Pick out each line of the listing below that contains the string "instance", and copy those lines. Case counts.

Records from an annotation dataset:

★ ★ ★

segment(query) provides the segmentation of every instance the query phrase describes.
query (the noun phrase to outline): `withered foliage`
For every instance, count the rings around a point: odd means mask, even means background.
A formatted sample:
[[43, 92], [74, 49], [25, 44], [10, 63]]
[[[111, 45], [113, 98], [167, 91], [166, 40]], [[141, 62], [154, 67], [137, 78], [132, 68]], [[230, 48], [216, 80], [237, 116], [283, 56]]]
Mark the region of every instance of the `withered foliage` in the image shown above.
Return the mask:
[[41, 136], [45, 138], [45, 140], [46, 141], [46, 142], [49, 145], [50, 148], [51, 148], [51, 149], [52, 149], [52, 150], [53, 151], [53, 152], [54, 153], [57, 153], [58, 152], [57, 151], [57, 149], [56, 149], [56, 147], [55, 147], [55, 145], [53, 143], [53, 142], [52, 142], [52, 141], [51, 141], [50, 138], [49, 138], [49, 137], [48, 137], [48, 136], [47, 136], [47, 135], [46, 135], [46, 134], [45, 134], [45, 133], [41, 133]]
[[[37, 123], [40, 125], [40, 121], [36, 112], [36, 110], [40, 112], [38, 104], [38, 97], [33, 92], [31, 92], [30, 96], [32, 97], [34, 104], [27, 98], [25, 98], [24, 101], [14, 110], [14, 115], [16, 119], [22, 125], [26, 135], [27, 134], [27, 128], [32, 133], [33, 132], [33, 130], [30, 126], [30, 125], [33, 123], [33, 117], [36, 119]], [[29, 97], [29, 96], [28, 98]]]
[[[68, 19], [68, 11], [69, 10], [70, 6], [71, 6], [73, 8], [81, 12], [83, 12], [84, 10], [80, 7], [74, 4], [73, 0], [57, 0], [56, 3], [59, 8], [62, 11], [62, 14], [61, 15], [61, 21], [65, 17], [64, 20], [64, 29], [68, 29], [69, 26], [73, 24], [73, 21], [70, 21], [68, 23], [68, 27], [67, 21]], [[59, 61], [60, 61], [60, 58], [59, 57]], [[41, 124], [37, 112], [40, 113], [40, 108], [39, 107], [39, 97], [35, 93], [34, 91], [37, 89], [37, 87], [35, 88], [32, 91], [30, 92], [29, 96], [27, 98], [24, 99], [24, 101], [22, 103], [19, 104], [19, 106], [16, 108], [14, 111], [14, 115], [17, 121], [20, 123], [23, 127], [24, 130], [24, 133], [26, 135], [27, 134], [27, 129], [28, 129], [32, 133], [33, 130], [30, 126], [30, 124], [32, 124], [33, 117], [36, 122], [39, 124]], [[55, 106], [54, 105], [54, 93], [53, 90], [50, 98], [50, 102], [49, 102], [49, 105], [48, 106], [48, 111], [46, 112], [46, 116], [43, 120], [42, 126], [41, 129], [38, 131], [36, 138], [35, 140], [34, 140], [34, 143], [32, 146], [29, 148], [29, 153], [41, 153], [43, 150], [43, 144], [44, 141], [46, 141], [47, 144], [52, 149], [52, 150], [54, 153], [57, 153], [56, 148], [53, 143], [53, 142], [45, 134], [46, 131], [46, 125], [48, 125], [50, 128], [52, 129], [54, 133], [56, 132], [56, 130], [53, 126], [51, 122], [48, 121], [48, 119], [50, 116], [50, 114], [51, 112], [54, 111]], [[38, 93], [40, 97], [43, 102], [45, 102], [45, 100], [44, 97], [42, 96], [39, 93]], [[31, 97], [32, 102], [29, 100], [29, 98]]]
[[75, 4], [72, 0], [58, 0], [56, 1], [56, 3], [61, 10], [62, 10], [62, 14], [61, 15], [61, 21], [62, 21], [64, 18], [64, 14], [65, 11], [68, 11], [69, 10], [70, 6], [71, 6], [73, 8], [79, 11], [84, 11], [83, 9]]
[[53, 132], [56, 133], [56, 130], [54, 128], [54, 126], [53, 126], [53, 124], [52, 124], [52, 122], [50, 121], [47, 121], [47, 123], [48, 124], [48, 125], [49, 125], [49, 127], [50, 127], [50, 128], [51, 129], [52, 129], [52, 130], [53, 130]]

★ ★ ★

RIGHT ANSWER:
segment(query) provides the segmentation of every instance the query phrase describes.
For every instance, count the rings around a point: odd means mask, even means background.
Mark the region of every instance of the `withered foliage` in the image shown above.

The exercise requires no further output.